__Text__
────────


    • Heather Hastie
      Posted June 8, 2018 at 3:43 pm | Permalink

      They already fend for themselves most of the time. What Jerry gives them is supplementary feeding. He’s basically ensuring Honey can fledge all eight remaining ducklings instead of just 2-3.

      No one says this about the bird feeders people have, for example, that enable more birds to survive the winter.

      They have a natural instinct to forage, and Jerry has posted plenty of pics of them doing just that. They don’t spend the majority of the hours each day that he’s not there waiting for him.

      Remember too that he did this last year and all the ducks and ducklings flew off for warmer climes at the appropriate time.

      • Nicholas K.
        Posted June 8, 2018 at 3:52 pm | Permalink

        Thanks. I am aware that bird feeders enable more birds to survive. It will be great to see all the duckling make it to adulthood, knowing that in the wild only 1 or 2 might. But when Jerry mentioned 50 pound bags or more, that seems an awful lot. I just worry it will be tougher on them when they do make the decision to go on their own if they rely too much on the duck chow. Of course, that’s nature’s way as well.

        • Jenny Haniver
          Posted June 8, 2018 at 4:28 pm | Permalink

          It seemed like a lot to me, too, but then I thought of how many mouths he has to feed, eight fast growing little ones and three adults. All of them will be so healthy when they’re ready to fly on their way.

────────

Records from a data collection
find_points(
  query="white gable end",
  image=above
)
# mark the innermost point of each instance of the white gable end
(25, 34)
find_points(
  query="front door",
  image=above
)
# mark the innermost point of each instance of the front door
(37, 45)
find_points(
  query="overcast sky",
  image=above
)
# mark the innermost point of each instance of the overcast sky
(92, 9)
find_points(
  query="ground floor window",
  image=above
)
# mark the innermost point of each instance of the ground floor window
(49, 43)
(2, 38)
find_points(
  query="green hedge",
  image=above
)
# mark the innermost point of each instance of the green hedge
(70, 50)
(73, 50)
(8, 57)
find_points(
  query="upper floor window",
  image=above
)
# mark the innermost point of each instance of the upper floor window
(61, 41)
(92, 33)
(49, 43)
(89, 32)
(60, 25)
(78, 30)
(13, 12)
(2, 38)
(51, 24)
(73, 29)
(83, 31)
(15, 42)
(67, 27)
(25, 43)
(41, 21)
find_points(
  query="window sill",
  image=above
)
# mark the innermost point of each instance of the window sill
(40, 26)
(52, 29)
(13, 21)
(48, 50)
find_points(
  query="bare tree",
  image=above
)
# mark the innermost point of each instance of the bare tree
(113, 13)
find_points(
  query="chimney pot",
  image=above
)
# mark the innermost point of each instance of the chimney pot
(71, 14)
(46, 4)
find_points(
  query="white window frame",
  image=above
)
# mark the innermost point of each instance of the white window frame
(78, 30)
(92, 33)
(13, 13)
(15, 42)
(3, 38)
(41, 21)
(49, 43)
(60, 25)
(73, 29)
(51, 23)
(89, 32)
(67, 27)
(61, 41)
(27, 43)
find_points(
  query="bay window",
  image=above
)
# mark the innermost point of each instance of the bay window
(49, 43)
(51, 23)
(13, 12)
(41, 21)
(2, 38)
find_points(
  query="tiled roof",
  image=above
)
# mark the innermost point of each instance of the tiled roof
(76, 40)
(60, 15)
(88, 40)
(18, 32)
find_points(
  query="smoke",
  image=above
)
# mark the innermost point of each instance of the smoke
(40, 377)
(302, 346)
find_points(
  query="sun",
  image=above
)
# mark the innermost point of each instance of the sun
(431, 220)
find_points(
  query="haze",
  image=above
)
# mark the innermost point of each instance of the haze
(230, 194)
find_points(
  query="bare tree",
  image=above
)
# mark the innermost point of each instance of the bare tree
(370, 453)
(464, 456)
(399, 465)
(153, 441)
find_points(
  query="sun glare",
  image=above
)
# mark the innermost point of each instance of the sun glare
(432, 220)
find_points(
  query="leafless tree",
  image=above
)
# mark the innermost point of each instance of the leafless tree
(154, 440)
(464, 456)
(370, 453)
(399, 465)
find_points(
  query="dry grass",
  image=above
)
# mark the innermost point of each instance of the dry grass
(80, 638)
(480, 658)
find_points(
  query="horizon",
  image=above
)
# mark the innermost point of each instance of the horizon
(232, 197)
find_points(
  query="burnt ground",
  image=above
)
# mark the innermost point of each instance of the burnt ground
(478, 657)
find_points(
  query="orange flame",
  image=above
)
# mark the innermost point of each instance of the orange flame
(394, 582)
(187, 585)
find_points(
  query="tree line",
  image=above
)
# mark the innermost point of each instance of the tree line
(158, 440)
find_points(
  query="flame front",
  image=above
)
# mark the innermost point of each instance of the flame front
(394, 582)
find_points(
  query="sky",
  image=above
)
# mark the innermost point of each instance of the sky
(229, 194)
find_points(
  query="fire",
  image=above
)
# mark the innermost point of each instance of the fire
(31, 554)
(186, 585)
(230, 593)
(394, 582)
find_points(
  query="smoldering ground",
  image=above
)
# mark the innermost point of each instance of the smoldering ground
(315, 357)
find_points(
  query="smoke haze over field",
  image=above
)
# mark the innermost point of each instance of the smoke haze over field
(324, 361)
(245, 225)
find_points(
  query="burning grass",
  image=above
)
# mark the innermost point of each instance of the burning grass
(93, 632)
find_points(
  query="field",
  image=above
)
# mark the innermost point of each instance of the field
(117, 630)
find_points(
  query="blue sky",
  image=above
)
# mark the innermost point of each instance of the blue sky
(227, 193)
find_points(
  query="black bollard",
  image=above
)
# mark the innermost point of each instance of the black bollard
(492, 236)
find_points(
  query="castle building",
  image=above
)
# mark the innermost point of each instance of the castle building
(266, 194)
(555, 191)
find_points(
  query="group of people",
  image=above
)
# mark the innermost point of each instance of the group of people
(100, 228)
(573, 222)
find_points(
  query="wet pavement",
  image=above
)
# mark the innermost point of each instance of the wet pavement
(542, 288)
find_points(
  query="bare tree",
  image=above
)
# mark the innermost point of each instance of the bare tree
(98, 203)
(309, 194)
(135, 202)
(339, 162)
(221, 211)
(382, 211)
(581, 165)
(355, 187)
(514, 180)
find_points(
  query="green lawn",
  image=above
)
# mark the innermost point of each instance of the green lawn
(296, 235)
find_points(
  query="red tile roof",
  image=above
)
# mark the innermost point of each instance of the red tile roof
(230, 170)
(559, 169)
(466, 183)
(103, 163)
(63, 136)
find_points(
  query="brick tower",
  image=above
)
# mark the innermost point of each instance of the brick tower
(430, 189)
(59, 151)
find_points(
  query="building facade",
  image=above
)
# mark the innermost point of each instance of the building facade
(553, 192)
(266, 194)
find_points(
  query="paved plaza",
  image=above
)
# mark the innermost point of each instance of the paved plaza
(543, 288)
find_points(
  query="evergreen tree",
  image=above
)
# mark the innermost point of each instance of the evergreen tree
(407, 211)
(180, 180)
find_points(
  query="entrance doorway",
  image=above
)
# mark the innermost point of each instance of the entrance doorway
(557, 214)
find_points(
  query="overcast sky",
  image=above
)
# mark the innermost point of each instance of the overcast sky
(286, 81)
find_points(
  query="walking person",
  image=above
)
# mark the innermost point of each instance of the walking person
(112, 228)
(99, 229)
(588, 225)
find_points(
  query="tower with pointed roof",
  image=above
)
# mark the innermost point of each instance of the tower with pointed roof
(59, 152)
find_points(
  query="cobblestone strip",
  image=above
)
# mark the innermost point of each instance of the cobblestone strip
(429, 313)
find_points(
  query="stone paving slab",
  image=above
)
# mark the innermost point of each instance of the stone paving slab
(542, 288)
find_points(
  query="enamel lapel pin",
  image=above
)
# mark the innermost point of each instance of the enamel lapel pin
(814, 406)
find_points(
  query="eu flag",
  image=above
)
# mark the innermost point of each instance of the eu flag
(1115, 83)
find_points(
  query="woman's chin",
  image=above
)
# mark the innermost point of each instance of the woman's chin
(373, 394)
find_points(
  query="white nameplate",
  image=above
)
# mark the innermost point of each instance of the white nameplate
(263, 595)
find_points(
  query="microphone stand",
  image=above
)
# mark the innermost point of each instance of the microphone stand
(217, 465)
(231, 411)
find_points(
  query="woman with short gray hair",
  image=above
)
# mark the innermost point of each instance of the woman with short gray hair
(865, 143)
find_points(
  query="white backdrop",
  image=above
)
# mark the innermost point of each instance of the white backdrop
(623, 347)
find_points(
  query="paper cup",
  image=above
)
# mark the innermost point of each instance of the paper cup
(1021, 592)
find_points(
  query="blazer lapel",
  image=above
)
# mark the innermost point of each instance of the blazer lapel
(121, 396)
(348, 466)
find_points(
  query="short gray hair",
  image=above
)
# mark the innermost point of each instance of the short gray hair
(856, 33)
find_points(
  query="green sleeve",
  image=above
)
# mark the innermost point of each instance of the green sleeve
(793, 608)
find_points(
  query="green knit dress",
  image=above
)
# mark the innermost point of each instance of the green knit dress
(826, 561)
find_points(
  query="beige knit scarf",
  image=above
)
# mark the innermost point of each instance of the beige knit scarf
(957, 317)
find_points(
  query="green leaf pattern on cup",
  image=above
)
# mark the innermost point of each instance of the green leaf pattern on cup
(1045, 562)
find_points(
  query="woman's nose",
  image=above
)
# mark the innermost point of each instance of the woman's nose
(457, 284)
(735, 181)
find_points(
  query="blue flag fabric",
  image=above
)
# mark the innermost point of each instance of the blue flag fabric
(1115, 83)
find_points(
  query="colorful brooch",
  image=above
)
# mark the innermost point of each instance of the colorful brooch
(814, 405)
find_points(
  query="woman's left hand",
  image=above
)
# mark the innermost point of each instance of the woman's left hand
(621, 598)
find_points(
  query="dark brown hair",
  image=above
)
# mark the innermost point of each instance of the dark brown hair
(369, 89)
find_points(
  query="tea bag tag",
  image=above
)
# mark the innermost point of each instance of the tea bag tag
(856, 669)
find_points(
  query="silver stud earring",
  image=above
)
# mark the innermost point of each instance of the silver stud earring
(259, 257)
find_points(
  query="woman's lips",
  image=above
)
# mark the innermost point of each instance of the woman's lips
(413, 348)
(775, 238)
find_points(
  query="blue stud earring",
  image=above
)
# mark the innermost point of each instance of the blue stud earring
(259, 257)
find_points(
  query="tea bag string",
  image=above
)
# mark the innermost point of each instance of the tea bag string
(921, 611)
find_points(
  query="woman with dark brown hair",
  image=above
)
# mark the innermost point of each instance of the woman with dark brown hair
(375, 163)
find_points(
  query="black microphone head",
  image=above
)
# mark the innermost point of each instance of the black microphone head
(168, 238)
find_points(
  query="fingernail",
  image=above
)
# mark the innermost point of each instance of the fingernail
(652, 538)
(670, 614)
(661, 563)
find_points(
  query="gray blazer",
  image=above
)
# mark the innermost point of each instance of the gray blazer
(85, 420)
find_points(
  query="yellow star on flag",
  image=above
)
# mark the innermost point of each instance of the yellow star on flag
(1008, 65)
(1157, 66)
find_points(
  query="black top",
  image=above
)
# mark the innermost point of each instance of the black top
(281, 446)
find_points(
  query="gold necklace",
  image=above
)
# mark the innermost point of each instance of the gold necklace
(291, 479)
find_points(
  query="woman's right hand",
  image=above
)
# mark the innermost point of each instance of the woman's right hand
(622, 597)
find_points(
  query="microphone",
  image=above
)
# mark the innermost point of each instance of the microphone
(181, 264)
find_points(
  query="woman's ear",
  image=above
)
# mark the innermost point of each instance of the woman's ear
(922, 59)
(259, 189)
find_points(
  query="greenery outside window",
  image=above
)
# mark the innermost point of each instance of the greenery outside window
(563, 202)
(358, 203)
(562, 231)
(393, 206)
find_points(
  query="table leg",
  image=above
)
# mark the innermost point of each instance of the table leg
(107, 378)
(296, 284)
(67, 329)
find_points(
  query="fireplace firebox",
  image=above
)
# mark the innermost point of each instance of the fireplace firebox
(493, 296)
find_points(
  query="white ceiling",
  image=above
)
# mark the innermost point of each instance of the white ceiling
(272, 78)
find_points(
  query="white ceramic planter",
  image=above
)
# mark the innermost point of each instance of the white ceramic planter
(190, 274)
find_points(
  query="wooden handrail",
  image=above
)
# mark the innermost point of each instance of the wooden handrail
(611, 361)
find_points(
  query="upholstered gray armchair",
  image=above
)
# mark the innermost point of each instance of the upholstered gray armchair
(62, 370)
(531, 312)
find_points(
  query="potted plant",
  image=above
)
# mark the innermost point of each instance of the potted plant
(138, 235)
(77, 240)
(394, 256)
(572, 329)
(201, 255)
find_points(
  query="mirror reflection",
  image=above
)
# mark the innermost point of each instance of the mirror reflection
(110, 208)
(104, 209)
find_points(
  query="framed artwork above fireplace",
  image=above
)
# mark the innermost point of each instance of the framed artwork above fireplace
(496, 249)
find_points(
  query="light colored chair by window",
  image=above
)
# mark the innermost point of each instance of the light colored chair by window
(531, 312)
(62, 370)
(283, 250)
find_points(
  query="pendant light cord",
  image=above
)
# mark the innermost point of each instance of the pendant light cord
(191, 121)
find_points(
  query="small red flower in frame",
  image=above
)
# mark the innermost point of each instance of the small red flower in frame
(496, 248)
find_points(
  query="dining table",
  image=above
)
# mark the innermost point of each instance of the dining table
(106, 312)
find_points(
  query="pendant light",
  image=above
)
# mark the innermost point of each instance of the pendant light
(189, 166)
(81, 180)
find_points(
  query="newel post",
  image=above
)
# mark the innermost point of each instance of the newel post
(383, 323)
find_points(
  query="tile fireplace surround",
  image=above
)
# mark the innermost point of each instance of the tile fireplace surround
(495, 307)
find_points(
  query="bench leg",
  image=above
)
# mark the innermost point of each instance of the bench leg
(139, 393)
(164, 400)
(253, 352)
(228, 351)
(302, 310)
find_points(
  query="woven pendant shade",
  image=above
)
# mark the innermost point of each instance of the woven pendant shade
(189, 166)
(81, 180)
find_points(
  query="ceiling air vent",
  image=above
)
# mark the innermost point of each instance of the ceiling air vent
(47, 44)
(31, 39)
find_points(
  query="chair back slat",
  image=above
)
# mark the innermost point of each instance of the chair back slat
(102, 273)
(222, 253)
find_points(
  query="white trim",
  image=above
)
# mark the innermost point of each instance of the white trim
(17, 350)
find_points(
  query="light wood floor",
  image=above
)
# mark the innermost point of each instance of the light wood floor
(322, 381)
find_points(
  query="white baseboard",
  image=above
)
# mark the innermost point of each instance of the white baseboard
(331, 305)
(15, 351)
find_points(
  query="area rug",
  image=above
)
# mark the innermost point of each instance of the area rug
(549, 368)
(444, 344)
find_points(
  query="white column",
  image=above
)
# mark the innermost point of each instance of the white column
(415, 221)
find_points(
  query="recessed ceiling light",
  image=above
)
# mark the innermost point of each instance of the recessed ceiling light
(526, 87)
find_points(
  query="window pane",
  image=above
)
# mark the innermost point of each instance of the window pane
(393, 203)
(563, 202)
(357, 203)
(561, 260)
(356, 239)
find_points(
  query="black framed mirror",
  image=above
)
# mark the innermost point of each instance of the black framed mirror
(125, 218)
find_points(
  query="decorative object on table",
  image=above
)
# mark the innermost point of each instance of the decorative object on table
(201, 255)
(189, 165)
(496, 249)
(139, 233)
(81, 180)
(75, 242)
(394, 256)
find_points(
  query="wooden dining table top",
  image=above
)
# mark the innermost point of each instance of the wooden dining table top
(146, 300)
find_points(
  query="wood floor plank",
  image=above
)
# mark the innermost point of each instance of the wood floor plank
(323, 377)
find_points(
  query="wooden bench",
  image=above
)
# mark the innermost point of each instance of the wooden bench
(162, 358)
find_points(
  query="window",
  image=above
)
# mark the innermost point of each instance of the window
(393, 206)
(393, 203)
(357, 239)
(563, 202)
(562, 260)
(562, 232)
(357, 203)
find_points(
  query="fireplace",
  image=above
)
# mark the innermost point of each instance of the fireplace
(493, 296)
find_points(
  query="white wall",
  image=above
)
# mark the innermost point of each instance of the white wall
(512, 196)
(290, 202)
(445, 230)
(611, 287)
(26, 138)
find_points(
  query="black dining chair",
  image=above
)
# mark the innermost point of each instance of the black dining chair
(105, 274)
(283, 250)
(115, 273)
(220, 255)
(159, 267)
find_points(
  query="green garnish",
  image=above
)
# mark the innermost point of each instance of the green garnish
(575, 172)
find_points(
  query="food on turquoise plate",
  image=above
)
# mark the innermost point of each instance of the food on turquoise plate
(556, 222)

────────

__Work to complete__
Extend the comment thread about feeding the ducklings beyond its final comment. The material from the data collection is separate from the comment thread about feeding the ducklings.

__Result below__
        • Heather Hastie
          Posted June 8, 2018 at 6:56 pm | Permalink

          Sorry if I sounded sharp. It’s just that the same thing has been said before, and the same response has been made before. I also tend to defend Jerry because he’s a friend as well as our host, so I get a bit carried away.

          50lbs does sound a lot, but there are eleven ducks, and it’s quite a while before it’s time for them to fly off, and it’s cheaper buying in bulk. I wouldn’t be surprised if he had to buy more before the season is out.

        • alexander
          Posted June 8, 2018 at 10:29 pm | Permalink

          I don’t think you have to worry about the 50 pound bags:

          “ducks will eat between 150 – 200g (6 – 7oz) of food a day depending on their size.”
          https://poultrykeeper.com/duck-keeping/feeding-ducks/

  7. Karl
    Posted June 8, 2018 at 3:46 pm | Permalink

    I am enjoying the reports about your duck farming career and also wondering whether Ceiling Duck is behind this greatest duck story ever told.
    Surely you must be thinking about giving the brood biblical names.

  8. busterggi
    Posted June 8, 2018 at 4:03 pm | Permalink

    And the world just got a little better.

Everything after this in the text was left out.